» **WORK REQUIRED**: Each line that includes the word "formation" should be copied from the records.

── SOURCE RECORDS

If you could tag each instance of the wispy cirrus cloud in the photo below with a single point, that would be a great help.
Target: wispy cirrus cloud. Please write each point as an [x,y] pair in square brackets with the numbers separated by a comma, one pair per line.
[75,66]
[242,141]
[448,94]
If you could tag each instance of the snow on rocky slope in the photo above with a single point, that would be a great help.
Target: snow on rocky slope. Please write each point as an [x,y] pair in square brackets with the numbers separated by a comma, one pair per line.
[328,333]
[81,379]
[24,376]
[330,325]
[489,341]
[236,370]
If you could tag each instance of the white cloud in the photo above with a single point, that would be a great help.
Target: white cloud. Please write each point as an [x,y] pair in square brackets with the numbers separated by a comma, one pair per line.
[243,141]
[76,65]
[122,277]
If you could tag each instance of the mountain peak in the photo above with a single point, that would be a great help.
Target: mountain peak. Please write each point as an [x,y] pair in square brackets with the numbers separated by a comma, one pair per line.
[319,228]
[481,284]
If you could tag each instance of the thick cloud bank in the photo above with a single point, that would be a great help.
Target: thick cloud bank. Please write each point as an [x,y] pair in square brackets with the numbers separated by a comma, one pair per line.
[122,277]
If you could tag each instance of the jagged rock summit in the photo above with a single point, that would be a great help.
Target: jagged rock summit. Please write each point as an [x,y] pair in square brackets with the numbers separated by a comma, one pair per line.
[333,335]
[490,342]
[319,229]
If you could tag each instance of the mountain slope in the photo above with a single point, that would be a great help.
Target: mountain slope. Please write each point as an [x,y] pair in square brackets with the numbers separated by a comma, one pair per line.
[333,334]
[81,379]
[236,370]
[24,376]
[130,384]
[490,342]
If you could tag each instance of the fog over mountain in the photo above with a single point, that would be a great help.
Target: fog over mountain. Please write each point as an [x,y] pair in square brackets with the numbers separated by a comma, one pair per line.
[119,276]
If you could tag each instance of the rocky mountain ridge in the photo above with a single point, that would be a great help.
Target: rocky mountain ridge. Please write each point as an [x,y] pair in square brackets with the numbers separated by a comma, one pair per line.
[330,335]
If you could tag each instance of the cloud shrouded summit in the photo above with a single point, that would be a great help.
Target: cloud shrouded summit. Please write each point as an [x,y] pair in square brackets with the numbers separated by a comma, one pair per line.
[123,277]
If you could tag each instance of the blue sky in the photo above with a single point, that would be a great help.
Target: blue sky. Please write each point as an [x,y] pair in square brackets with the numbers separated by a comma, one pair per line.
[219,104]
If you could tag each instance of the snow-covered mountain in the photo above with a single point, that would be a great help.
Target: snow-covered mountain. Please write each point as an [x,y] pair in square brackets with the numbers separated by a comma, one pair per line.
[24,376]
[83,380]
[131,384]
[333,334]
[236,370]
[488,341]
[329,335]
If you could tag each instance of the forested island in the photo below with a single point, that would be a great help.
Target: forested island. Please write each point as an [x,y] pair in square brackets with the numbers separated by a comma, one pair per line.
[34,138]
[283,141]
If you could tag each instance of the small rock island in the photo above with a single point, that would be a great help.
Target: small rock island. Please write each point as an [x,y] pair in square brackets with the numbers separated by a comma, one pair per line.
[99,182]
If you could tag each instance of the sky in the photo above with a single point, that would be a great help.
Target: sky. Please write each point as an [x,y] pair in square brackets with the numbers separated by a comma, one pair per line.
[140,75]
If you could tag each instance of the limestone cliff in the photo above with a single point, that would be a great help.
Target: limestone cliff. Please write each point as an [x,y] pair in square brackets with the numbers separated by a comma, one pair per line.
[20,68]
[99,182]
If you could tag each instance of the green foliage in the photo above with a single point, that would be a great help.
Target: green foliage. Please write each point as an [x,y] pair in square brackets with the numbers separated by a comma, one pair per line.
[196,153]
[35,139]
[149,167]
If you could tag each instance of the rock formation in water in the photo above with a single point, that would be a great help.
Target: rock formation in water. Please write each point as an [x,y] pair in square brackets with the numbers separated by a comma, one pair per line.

────

» **THE COMPLETED TASK**:
If you could tag each instance of the rock formation in water in the photo above with a single point, that would be a great help.
Target: rock formation in water. Please write each point as an [x,y] pair in square brackets with the numbers separated by a comma, one pair per line.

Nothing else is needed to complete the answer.